Required work:
An exact restatement of the data below, with the pictures removed, is the required answer.

=== Begin Enclosure ===

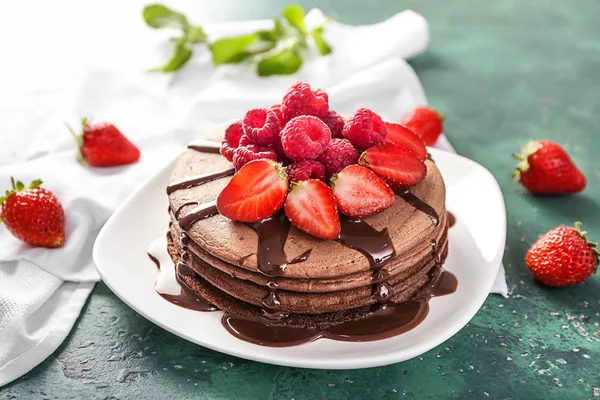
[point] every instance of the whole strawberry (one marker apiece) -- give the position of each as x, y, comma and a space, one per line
563, 257
425, 122
545, 168
101, 144
33, 214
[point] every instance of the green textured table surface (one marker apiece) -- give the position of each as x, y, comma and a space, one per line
502, 72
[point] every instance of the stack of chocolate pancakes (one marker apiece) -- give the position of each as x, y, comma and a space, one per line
272, 273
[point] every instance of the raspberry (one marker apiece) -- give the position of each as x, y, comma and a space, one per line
243, 155
335, 122
245, 141
261, 126
301, 100
233, 133
364, 129
306, 169
304, 137
276, 108
338, 154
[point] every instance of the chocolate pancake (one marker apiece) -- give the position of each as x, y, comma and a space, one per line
232, 241
235, 306
388, 257
399, 265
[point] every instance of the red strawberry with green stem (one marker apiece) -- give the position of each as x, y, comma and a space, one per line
311, 207
255, 192
563, 257
546, 168
101, 144
397, 166
33, 214
425, 122
359, 192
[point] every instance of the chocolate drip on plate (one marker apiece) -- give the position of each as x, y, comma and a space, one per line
198, 180
202, 211
420, 205
154, 260
186, 298
451, 219
205, 146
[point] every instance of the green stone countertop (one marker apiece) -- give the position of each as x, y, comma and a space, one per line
502, 72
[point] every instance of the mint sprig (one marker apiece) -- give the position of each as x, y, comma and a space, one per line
278, 51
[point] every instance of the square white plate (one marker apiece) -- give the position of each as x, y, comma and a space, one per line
476, 248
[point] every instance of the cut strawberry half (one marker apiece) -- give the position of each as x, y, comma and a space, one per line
359, 192
396, 165
406, 138
255, 192
311, 207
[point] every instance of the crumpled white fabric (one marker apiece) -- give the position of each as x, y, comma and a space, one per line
42, 291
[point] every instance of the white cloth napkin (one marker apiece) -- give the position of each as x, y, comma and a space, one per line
42, 291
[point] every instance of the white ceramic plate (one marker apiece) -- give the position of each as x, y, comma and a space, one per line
476, 249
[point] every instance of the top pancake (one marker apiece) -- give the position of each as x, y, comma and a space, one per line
232, 242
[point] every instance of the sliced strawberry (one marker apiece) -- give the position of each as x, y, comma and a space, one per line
311, 207
255, 192
359, 192
406, 138
396, 165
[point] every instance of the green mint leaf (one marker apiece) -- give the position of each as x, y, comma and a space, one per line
231, 50
181, 56
295, 16
285, 62
195, 34
267, 36
158, 16
278, 28
320, 42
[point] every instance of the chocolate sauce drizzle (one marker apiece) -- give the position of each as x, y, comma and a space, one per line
189, 203
187, 298
375, 245
420, 205
198, 213
205, 146
193, 181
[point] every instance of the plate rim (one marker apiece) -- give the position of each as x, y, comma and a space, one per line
371, 361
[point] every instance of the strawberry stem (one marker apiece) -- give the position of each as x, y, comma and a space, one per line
523, 157
78, 139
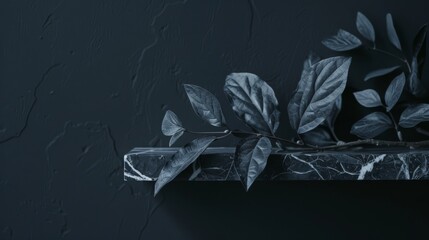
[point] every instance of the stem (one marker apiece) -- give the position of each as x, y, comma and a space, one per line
378, 143
402, 59
207, 133
422, 131
273, 138
303, 146
398, 133
331, 129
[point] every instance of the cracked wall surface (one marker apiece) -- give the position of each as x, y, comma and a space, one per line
84, 82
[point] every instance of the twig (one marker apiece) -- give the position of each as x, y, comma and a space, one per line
398, 133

=== End Enclosure ===

Response:
[point] every instance of the whole strawberry (one marker apiece) -- give the position of each as x, y, comma and a space, one per line
563, 257
425, 122
545, 168
101, 144
33, 214
[point] every instance of the green textured table surface (one marker apiece) -- give the position of each as x, y, comma and a space, one per line
502, 72
[point] every instance of the stack of chocolate pancakes (one marker apiece) -- give the position of each as x, y, comma and a space, one per line
272, 273
[point] every instance of the raspberry (one marker apiece) -- give the position of each as x, y, comma and a space, one per line
243, 155
335, 122
245, 141
261, 126
301, 100
233, 133
364, 129
306, 169
304, 137
276, 108
338, 154
[point] every instance of the chocolate pancake (one marker apiece) -- give the position of each as x, y, comma and a space, one per line
232, 241
235, 306
388, 257
399, 265
[point] every instance of the red strawberry with green stem (one marker apiece) -- give the position of each as x, y, comma and a space, one per line
311, 207
255, 192
563, 257
546, 168
101, 144
397, 166
33, 214
425, 122
359, 192
[point] every instance of the chocolate drip on plate (one marker apiece) -- give the position of each as x, y, comma and a space, one per line
198, 180
202, 211
420, 205
154, 260
186, 298
451, 219
205, 146
[point] every instance of the green stone countertop (one marker apiece) -- give the position of each as x, y, comma and a space, one per line
502, 72
[point] every instance of the mint sprig (one marker apiece) -- give the position of each as x, y, comma and a space, one per line
278, 51
[point] every instance of the square white plate (one marker apiece) -- give the position of each as x, y, comma and a space, one per line
476, 248
[point] every instance of the cut strawberry half (one marker apiece) -- give the position of each as x, y, comma and a space, one per line
359, 192
396, 165
406, 138
255, 192
311, 207
[point] every instance of the crumpled white fabric (one marker apiece) -- give the position of each as x, y, comma and a space, one per line
42, 291
[point] every instance of the white cloth napkin (one marker apiece) -- give the position of each as x, y, comma and a space, one per line
42, 291
[point] every instance of the white ceramic plate (one marker apiece) -- give the position of each as x, y, comma and a space, one per line
476, 249
[point] every instance of the top pancake (one marker apiece) -- give the position of each as x, y, comma and a space, one per line
232, 242
[point] every instance of the sliced strawberry (one marker apiece) -- give the position of each as x, y, comma and a space, one per line
311, 207
255, 192
359, 192
406, 138
396, 165
[point] every instance of the green mint leaf (one marker apiece) -- give the position of each as x, y, comma and a space, one per line
231, 50
181, 56
295, 16
285, 62
195, 34
267, 36
158, 16
278, 28
320, 42
[point] every instance of the chocolate sauce drizzle (one marker apiece) -- give the position of each as x, y, comma and a space, one per line
189, 203
187, 298
375, 245
420, 205
198, 213
205, 146
193, 181
[point] every instance of the plate rim (one marker apiece) -- give the position of each as x, y, comma and a space, one per line
371, 361
[point] every instance of the strawberry stem (one marker apiece) -- give the position of each as x, y, comma and a space, one per line
523, 157
78, 139
[point] every instance of the stem (one marker apiece) -- give the position of each as x, y, comma and a space, one per line
378, 143
402, 59
207, 133
422, 131
273, 138
303, 146
398, 133
331, 129
[point] every instance of the cracked wall surface (one marker apiece) -- give the position of each as x, y, comma and a space, one per line
84, 82
[point] every instance of the twig (one marker apiece) -- give the position of each as x, y, comma and a space, one per line
398, 133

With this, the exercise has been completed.